WORK REQUIRED: Copy the entries out again in full.

THE DATA:
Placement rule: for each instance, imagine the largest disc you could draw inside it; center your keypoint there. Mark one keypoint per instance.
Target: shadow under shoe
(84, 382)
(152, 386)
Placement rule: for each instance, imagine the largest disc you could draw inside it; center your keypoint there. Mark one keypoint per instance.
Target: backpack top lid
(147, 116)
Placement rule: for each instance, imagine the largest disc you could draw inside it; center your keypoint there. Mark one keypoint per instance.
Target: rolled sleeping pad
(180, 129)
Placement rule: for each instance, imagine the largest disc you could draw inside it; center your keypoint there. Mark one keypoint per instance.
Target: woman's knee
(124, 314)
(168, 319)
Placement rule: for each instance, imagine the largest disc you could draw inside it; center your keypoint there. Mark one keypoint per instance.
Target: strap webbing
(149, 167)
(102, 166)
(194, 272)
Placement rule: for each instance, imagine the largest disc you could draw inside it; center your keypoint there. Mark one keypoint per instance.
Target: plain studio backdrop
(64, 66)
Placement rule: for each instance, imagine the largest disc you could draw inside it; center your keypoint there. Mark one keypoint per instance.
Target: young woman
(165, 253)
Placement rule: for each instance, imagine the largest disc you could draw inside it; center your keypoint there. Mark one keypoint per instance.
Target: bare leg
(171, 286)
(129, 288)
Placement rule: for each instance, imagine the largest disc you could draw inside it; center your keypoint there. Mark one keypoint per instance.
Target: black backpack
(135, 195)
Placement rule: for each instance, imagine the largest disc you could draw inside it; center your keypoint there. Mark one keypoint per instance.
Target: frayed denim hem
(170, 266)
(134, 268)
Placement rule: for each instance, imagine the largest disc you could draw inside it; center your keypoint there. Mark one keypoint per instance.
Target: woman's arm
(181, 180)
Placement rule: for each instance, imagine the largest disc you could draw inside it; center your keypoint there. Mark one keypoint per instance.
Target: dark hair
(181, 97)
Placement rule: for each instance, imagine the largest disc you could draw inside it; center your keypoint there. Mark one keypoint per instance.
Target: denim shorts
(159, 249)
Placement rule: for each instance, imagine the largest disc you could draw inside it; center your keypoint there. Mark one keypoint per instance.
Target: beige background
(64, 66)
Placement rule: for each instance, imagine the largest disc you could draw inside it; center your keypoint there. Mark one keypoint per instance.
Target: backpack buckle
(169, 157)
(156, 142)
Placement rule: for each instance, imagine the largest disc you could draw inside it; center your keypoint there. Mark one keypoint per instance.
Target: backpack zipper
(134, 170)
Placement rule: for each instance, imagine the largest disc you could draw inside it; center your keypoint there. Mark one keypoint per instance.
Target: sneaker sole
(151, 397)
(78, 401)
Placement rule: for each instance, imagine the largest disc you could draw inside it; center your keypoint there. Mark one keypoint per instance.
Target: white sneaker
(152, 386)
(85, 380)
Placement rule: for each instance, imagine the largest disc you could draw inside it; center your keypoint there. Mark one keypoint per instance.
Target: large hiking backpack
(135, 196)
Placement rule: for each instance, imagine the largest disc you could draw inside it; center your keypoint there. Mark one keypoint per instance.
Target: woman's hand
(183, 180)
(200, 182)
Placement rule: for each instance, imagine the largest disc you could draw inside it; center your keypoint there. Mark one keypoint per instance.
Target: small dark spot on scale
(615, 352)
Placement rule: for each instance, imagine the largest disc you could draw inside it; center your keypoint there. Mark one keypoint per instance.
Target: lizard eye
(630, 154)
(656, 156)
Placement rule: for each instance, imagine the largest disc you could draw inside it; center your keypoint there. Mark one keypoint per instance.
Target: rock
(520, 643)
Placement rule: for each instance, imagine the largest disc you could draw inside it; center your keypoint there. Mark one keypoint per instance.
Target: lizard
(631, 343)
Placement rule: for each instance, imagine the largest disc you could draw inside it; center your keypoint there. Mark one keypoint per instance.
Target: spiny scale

EXERCISE SOLUTION:
Placement rule: for each instance, imagine the largest disc you could draw inside it; center your keypoint there. Mark one keypoint per instance.
Target: shadow under shoe
(84, 382)
(152, 386)
Placement rule: for each instance, imagine the largest disc you could draw inside it; center your keypoint there. Mark one keypoint per instance.
Target: backpack top lid
(147, 116)
Placement rule: for each instance, imagine the largest disc you could draw inside it; center your keypoint there. Mark one keypoint per instance.
Target: rolled sleeping pad
(180, 129)
Placement rule: for each instance, imagine the largest disc you could draw inside it; center your keypoint there. Mark one keypoint per instance.
Target: woman's knee
(124, 314)
(168, 319)
Placement rule: for each instance, imagine the largest disc you could draw inside it; center your keypoint there. Mark one keypoint per instance.
Target: strap webbing
(149, 167)
(102, 166)
(194, 272)
Placement rule: for each instance, imagine the largest disc you could draw inside it; center your keypoint there. Mark one keypoint per instance.
Target: plain studio backdrop
(64, 66)
Placement rule: for each instance, imagine the largest disc you could draw inside it; center your keypoint there. Mark one keypoint per instance.
Target: young woman
(165, 253)
Placement rule: for each instance, imagine the largest disc you could draw inside it; center your keypoint there. Mark one keypoint per instance.
Target: bare leg
(171, 286)
(129, 288)
Placement rule: for each instance, imagine the largest disc you could draw inside it; center your keypoint there. Mark one keypoint per instance.
Target: black backpack
(135, 195)
Placement rule: for each instance, imagine the largest disc you could draw inside it; center your keypoint there. Mark one keypoint per instance.
Target: frayed denim hem
(170, 266)
(134, 268)
Placement rule: for each instance, imagine the largest disc you could draw inside it; center your keypoint there. Mark one keypoint per instance.
Target: woman's arm
(181, 180)
Placement rule: for each instance, imagine the largest disc you could draw inside it; center your keypoint there. Mark one keypoint per instance.
Target: dark hair
(181, 97)
Placement rule: for each instance, imagine the largest disc you could draw inside it; center your keypoint there. Mark one keypoint per instance.
Target: denim shorts
(159, 249)
Placement rule: for each instance, imagine the largest disc you could draw inside it; center your keypoint there. Mark one keypoint per instance.
Target: beige background
(64, 66)
Placement rule: for each instance, imagine the largest disc you could draw inside it; center your keypoint there. Mark one keypoint per instance.
Target: backpack buckle
(169, 157)
(156, 142)
Placement rule: for each instance, imagine the largest disc you could draw inside it; center your keypoint there. Mark one keypoint per instance.
Target: backpack zipper
(134, 170)
Placement rule: for each instance, imagine the largest disc you could draw inside it; center your keypoint there. Mark one keypoint per instance.
Target: sneaker sole
(151, 397)
(78, 401)
Placement rule: for each instance, imagine the largest disc you could draw inside it; center your keypoint there. Mark one keypoint per instance.
Target: white sneaker
(152, 386)
(85, 380)
Placement rule: for each instance, imagine the largest disc you could draw inside it; center your keypoint there. Mark one keypoint per instance.
Target: large hiking backpack
(135, 196)
Placement rule: for each instance, imagine the largest disc you could draw inside it; center your keypoint there. Mark one keypoint per instance.
Target: woman's hand
(183, 180)
(200, 182)
Placement rule: for each instance, imagine the largest disc you could draw inside it; center your keypoint there. Mark one keypoint per instance.
Target: small dark spot on scale
(615, 352)
Placement rule: for each instance, imagine the largest disc you could draw inside it; center your keypoint there. Mark one keypoint per instance.
Target: lizard eye
(630, 154)
(656, 156)
Placement rule: for each instance, imagine the largest disc you could draw inside it; center your keypoint there. Mark one keypoint per instance.
Target: rock
(520, 643)
Placement rule: for each instance, imagine the largest disc you could draw inside it; center your keypoint there. Mark one keypoint per instance.
Target: lizard
(631, 343)
Placement rule: for each instance, imagine the largest disc you could draw inside it; center your keypoint there. Mark one keypoint per instance.
Target: spiny scale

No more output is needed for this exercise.